------ Dataset

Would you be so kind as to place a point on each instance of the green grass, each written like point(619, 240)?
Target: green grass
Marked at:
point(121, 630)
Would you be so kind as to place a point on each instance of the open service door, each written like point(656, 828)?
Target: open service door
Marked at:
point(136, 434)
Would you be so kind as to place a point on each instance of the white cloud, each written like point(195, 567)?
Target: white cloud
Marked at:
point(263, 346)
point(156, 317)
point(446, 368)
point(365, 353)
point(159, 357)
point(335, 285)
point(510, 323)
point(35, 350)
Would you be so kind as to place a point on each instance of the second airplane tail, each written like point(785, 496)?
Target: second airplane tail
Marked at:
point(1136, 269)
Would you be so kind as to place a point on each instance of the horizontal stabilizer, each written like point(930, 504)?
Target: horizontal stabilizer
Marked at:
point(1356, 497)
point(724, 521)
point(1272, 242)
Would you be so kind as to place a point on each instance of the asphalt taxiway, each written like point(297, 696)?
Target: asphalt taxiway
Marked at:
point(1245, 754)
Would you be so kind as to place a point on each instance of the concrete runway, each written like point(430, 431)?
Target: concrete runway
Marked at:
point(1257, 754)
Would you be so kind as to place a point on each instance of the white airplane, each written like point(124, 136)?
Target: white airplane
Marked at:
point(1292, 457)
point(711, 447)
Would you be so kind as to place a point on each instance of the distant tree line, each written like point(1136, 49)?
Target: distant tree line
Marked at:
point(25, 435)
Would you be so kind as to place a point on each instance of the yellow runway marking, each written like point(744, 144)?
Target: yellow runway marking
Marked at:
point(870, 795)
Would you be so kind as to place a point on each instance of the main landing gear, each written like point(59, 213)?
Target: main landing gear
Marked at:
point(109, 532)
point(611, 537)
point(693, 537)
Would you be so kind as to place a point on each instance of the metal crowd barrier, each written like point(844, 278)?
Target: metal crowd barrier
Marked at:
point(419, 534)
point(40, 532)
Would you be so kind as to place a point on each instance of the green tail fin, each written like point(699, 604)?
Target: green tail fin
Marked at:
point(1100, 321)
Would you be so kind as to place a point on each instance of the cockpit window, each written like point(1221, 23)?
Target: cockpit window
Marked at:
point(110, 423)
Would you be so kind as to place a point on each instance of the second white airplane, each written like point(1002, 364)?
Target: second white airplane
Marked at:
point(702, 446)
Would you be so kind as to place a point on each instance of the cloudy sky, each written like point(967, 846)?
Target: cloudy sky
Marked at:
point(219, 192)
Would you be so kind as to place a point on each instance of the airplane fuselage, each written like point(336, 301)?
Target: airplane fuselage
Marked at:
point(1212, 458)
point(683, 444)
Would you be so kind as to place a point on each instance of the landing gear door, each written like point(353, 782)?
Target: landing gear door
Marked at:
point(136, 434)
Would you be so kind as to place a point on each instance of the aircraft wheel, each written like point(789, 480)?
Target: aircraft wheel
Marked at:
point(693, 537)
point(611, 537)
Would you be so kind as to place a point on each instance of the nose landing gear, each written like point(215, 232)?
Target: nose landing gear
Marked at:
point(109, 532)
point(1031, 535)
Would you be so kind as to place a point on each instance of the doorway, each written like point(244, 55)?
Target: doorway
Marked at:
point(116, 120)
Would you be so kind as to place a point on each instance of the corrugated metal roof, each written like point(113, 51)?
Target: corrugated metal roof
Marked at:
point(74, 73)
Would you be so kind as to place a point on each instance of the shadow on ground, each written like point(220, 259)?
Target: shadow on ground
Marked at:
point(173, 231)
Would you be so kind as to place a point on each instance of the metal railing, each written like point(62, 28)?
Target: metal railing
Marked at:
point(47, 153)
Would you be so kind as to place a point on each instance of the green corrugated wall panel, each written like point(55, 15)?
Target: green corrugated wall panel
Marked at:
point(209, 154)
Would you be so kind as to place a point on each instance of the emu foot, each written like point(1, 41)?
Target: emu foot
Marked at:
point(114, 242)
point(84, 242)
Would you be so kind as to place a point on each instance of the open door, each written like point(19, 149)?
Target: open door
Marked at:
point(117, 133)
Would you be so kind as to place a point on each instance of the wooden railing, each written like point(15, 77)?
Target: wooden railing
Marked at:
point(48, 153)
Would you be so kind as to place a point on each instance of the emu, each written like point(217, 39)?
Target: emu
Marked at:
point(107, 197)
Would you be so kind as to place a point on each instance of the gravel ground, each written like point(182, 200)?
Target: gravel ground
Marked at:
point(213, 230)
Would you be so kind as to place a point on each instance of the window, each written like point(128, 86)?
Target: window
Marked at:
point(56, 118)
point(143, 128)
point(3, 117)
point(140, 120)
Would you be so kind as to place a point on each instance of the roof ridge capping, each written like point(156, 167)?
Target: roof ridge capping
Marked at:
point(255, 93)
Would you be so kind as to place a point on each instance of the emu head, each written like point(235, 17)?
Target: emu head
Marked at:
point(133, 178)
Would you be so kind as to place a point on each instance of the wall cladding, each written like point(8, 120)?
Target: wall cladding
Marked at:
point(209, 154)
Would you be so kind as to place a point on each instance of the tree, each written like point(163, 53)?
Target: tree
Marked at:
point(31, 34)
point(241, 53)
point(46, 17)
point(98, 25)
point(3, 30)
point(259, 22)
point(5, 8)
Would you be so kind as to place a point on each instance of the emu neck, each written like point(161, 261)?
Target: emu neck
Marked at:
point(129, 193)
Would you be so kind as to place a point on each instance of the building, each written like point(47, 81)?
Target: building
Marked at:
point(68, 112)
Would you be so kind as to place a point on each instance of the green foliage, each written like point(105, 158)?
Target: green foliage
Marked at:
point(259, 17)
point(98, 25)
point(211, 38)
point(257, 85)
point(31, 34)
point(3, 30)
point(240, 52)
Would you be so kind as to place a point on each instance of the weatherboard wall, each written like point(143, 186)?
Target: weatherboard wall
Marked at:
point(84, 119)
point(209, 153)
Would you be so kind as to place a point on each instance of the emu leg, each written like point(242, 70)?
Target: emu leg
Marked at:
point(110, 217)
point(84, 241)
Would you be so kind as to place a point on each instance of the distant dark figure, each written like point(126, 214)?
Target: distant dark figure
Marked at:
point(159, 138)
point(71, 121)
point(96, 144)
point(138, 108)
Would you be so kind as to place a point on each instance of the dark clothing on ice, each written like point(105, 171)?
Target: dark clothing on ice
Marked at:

------------

* **Goal of the exercise**
An exact copy of every record above is what's needed here.

* **Solution to this task**
Would you be so kind as to place a point on each instance of the green grass, each written like point(619, 240)?
Target: green grass
Marked at:
point(121, 630)
Would you be so kind as to place a point on each instance of the open service door, each written like point(656, 828)?
Target: open service door
Marked at:
point(136, 434)
Would you be so kind as to place a point on each instance of the white cloud, each written like point(195, 567)?
Target: white cloud
Marked at:
point(263, 346)
point(156, 317)
point(446, 368)
point(365, 353)
point(159, 357)
point(335, 285)
point(510, 323)
point(35, 350)
Would you be so kind as to place a point on each instance of the second airplane tail, each written like point(785, 496)?
Target: second airplane tail
Marked at:
point(1136, 269)
Would you be so kind as to place a point on each instance of the horizontal stabilizer, each written like point(930, 504)?
Target: horizontal stabilizer
Marked at:
point(1356, 497)
point(724, 521)
point(1272, 242)
Would you be so kind as to place a point on each instance of the asphalt taxiway, each written like point(297, 696)?
Target: asphalt taxiway
Marked at:
point(1245, 754)
Would you be so kind as to place a point on each instance of the concrete runway, each written like point(430, 431)?
Target: concrete runway
Marked at:
point(1257, 754)
Would you be so kind as to place a point on each instance of the white airplane, each written like point(124, 136)?
Target: white airplane
Marked at:
point(1292, 457)
point(711, 447)
Would you be so kind as to place a point on each instance of the distant tree line, each written like point(1136, 49)?
Target: distant tree line
Marked at:
point(25, 435)
Would you be so kind as to place a point on each instance of the yellow runway marking, each written like point(744, 144)?
Target: yellow runway marking
Marked at:
point(870, 795)
Would you be so kind as to place a point on each instance of the main landing gear, each written like point(59, 213)?
Target: main landing gear
Marked at:
point(109, 532)
point(611, 537)
point(693, 537)
Would you be so kind as to place a point on each instance of the metal crowd barrier, each written like point(844, 278)?
Target: metal crowd barrier
Marked at:
point(419, 534)
point(40, 532)
Would you be so kind as to place a point on each instance of the green tail fin, each written like point(699, 604)?
Target: green tail fin
Marked at:
point(1100, 321)
Would you be so kind as to place a point on each instance of the cockpit window, each written like point(1221, 23)?
Target: cockpit window
Marked at:
point(110, 423)
Would you be so kind as to place a point on each instance of the second white airplane, each written like point(1002, 364)?
Target: second white airplane
Marked at:
point(702, 446)
Would you be so kind as to place a point on each instance of the cloudy sky, each written like point(967, 846)?
Target: cloudy sky
Marked at:
point(219, 192)
Would you be so kind as to place a point on each instance of the airplane fuselage, each written like point(336, 301)?
Target: airplane fuselage
Marked at:
point(1212, 458)
point(683, 444)
Would you be so kind as to place a point on each instance of the landing gear door, each written like point(353, 782)?
Target: landing gear door
Marked at:
point(136, 434)
Would you be so kind as to place a point on each instance of the aircraft wheel, each written like point(789, 480)?
Target: aircraft wheel
Marked at:
point(693, 537)
point(611, 537)
Would you be so kind as to place a point on each instance of the nose landing gear, each written like point(215, 232)?
Target: nose landing gear
Marked at:
point(109, 532)
point(1031, 535)
Would you be so kind as to place a point on each instance of the doorway, each written like point(244, 55)?
Target: doorway
Marked at:
point(116, 120)
Would you be so kind as to place a point on each instance of the corrugated metal roof, each written like point(113, 51)?
Target: corrugated metal roof
Marked at:
point(74, 73)
Would you be so kind as to place a point on each instance of the shadow on ground, each written like point(220, 259)?
Target: shadow on ground
Marked at:
point(173, 231)
Would you be so kind as to place a point on each instance of the metal railing, each written like point(62, 28)?
Target: metal railing
Marked at:
point(47, 153)
Would you be so kind as to place a point on each instance of the green corrugated wall panel, each written like point(55, 15)?
Target: green corrugated wall panel
Marked at:
point(209, 154)
Would you be so kind as to place a point on each instance of the emu foot, each written like point(1, 41)?
Target: emu foot
Marked at:
point(114, 242)
point(84, 242)
Would you be so kind as to place a point on each instance of the open door, each written like point(19, 149)?
Target: open door
Marked at:
point(117, 133)
Would you be so kind as to place a point on each instance of the wooden railing, each written like point(15, 77)?
Target: wooden railing
Marked at:
point(48, 153)
Would you be so kind as to place a point on each instance of the emu, each written like point(217, 39)?
Target: emu
Marked at:
point(107, 197)
Would you be so kind as to place a point on each instance of the gravel ground, each written like point(182, 200)?
Target: gravel ground
Marked at:
point(213, 230)
Would you be so kind as to place a point on each instance of the window, each written like point(128, 86)?
Target: window
Marked at:
point(56, 118)
point(143, 128)
point(3, 117)
point(140, 120)
Would you be so kind as to place a point on each instance of the roof ridge capping, each written like point(156, 167)?
Target: roof ridge capping
Marked at:
point(255, 93)
Would you be so kind as to place a point on each instance of the emu head, each written like point(235, 17)?
Target: emu head
Marked at:
point(133, 178)
Would you be so kind as to place a point on each instance of the wall cladding, each written like point(8, 120)?
Target: wall cladding
Marked at:
point(209, 154)
Would you be so kind as to place a point on each instance of the tree, each written like point(163, 53)?
Target: tree
Marked at:
point(31, 34)
point(241, 53)
point(46, 17)
point(98, 25)
point(3, 30)
point(259, 22)
point(5, 8)
Would you be so kind as to place a point on each instance of the emu neck, each written like point(161, 261)?
Target: emu neck
Marked at:
point(129, 193)
Would you be so kind as to place a point on each instance of the building, each written like point(47, 81)?
Target: building
Marked at:
point(68, 112)
Would you be so kind as to place a point on each instance of the green foliage, each written like point(105, 158)?
Target: green foliage
Marked at:
point(259, 17)
point(98, 25)
point(211, 38)
point(257, 85)
point(31, 34)
point(3, 30)
point(240, 52)
Would you be so kind as to place a point on each instance of the weatherboard wall, each written like point(143, 186)?
Target: weatherboard wall
Marked at:
point(84, 119)
point(209, 153)
Would you be so kind as to place a point on each instance of the emu leg, each written like point(242, 70)?
Target: emu leg
Marked at:
point(110, 217)
point(84, 241)
Would you be so kind as to place a point on each instance of the distant dark figure, each written like point(126, 214)?
Target: distant dark figure
Marked at:
point(159, 138)
point(71, 121)
point(96, 144)
point(138, 108)
Would you be so kind as to place a point on each instance of the dark clothing on ice, each written like point(105, 171)?
Target: dark clothing on ice
Marked at:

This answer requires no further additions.